Testo proposto »
L’attivismo online di una nuova generazione di palestinesi sta emergendo con forza per costruire una contro-narrazione capace di sfidare quella dominante, e producendo importanti cambiamenti nel sistema mediatico internazionale. Blogger, scrittori e giornalisti indipendenti stanno scrivendo un nuovo futuro possibile. 

 

 

 

 

In questo testo tratterò l’importanza strategica posta sui media dal governo israeliano e dai suoi alleati. Discuterò di quella che definisco una “guerriglia intellettuale” dei nuovi media nel mondo anglofono e non solo; illustrerò questa guerra attraverso alcuni esempi e nuove sfide poste, ad esempio, a giganti dell’editoria come il New York Times, e infine esaminerò il ruolo sempre crescente dell’attivismo del movimento di Boicottaggio, Disinvenstimento e Sanzioni verso Israele (BDS) e il ruolo che giovani professionisti e scrittori palestinesi hanno guadagnato anche attraverso i nuovi media in questa fase di lotta popolare globale.

Compito »
Continua il testo sull'attivismo online dei giovani palestinesi, riprendendo dopo la sua ultima frase. I record riportati di seguito provengono da una fonte diversa.

Estratti dei record »
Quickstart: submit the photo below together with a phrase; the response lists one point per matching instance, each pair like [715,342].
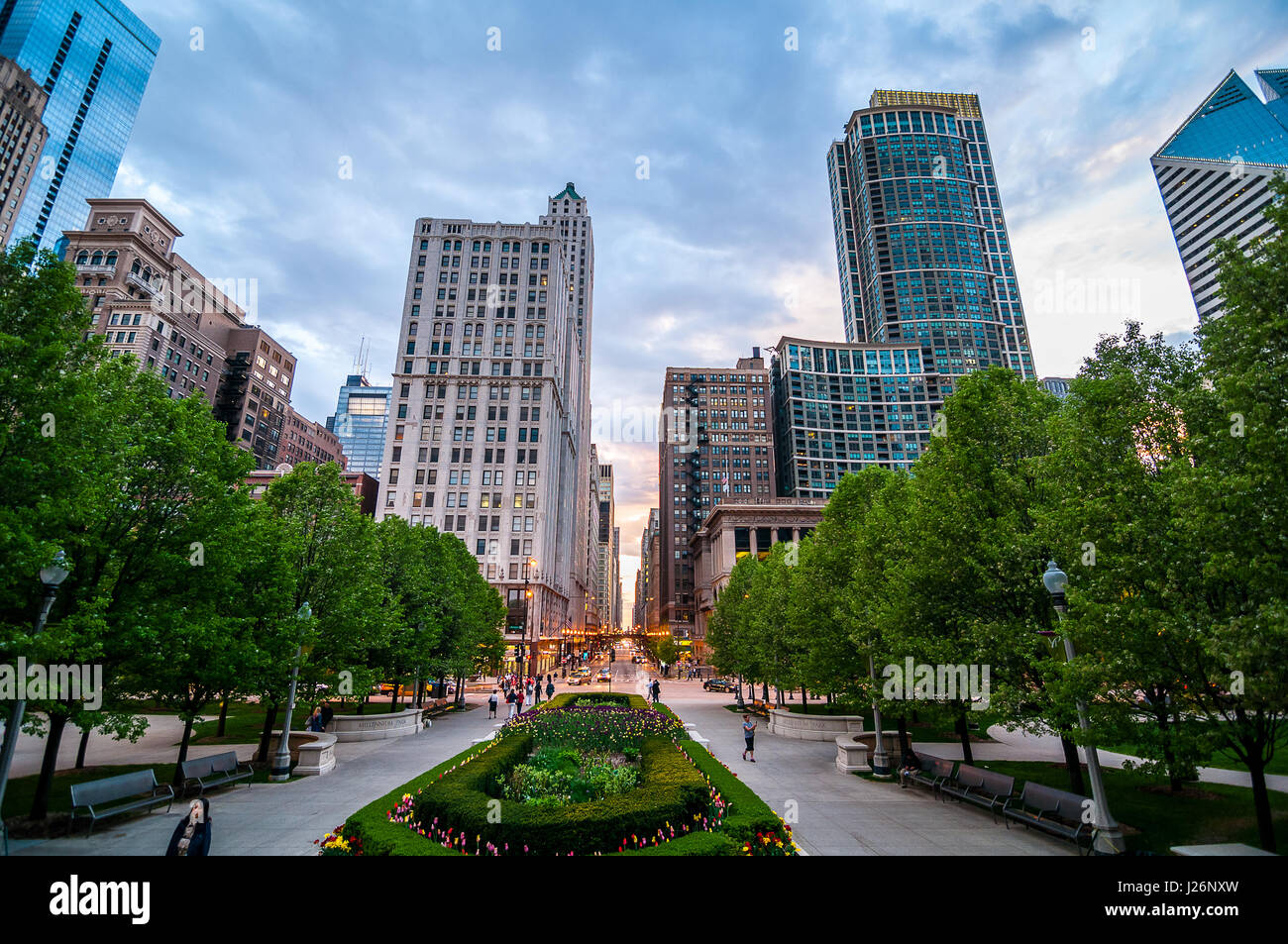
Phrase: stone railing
[787,724]
[375,726]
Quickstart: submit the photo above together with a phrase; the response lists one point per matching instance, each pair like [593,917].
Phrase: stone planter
[851,755]
[787,724]
[317,756]
[375,726]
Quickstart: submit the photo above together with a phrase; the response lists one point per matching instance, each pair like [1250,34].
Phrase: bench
[934,772]
[95,794]
[979,787]
[214,772]
[1055,811]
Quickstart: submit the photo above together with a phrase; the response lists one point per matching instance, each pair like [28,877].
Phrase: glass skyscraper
[1215,174]
[93,58]
[360,424]
[921,241]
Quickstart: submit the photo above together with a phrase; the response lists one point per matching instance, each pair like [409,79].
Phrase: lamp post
[282,760]
[1108,836]
[51,576]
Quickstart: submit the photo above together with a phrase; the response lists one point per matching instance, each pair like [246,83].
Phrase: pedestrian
[192,835]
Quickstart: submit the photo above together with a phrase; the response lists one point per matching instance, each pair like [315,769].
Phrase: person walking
[192,835]
[748,736]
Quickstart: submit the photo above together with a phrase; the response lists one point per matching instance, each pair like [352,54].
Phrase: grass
[1154,818]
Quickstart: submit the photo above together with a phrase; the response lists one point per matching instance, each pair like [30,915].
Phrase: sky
[295,143]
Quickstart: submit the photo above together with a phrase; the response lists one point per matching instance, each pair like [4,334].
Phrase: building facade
[921,243]
[715,441]
[1215,172]
[361,421]
[735,528]
[93,59]
[22,138]
[493,443]
[840,407]
[150,301]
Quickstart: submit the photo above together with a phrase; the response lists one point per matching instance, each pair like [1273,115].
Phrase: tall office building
[93,59]
[22,137]
[1215,174]
[489,434]
[715,442]
[840,407]
[606,577]
[150,301]
[360,423]
[921,244]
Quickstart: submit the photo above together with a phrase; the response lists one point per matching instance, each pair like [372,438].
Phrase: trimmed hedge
[671,792]
[747,814]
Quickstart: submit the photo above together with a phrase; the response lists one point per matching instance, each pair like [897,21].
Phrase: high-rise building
[22,137]
[1215,174]
[489,430]
[150,301]
[840,407]
[93,59]
[921,244]
[360,423]
[606,577]
[715,441]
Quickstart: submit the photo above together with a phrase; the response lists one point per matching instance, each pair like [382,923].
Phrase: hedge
[671,792]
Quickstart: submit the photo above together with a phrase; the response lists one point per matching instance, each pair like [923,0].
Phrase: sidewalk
[284,818]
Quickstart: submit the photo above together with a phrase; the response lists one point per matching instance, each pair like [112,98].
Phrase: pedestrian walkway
[842,814]
[284,818]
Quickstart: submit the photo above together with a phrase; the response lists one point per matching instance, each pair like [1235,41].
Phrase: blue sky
[728,241]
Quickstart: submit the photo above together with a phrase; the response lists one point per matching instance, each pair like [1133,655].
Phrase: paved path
[842,814]
[284,818]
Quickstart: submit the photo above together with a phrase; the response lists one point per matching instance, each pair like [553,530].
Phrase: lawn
[1154,818]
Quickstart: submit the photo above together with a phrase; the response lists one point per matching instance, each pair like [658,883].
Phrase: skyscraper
[489,430]
[360,423]
[921,241]
[93,59]
[1215,174]
[715,443]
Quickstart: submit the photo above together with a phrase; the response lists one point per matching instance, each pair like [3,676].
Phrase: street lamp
[282,762]
[1108,836]
[52,575]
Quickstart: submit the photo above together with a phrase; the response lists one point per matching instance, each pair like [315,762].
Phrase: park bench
[934,772]
[1055,811]
[214,772]
[95,794]
[979,787]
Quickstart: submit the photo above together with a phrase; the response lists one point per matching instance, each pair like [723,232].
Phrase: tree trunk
[964,733]
[223,716]
[267,733]
[40,805]
[176,782]
[80,751]
[1070,760]
[1261,801]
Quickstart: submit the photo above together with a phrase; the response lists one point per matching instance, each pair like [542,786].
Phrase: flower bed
[684,802]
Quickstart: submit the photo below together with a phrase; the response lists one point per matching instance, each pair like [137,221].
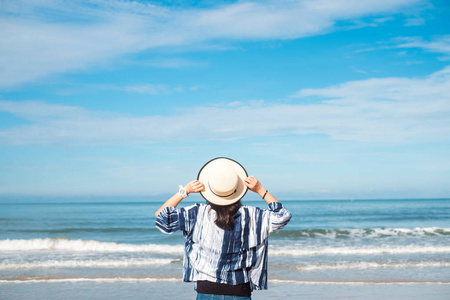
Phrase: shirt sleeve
[171,219]
[278,216]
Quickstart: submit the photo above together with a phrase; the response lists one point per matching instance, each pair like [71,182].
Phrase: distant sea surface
[326,242]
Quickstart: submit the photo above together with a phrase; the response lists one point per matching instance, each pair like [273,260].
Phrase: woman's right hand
[194,186]
[254,185]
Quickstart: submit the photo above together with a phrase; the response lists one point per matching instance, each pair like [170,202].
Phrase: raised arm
[255,186]
[194,186]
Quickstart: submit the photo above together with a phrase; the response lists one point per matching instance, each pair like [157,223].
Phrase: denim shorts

Risposta attesa »
 

Il sistema massmediatico occidentale vanta relazioni di lungo corso con quella che potremmo definire la “versione ufficiale” proposta da Israele rispetto a quel processo di deprivazione operato contro il popolo palestinese da oltre 60 anni. Una relazione esplorata in innumerevoli ed eccellenti libri, anche di recente pubblicazione.

Uno su tutti resta “The fateful triangle, the US, Israel and the Palestinians” pubblicato da Noam Chomsky negli anni Ottanta, che va dritto al cuore delle relazioni esistenti dietro questa storica “conformità” mediatica.

Trent’anni dopo la pubblicazione di questo volume, i leader israeliani e i loro alleati occidentali – anche nel mondo dei media – devono lavorare molto più duramente e spendere grandi somme di denaro nella lotta per il mantenimento della loro dominazione narrativa (…).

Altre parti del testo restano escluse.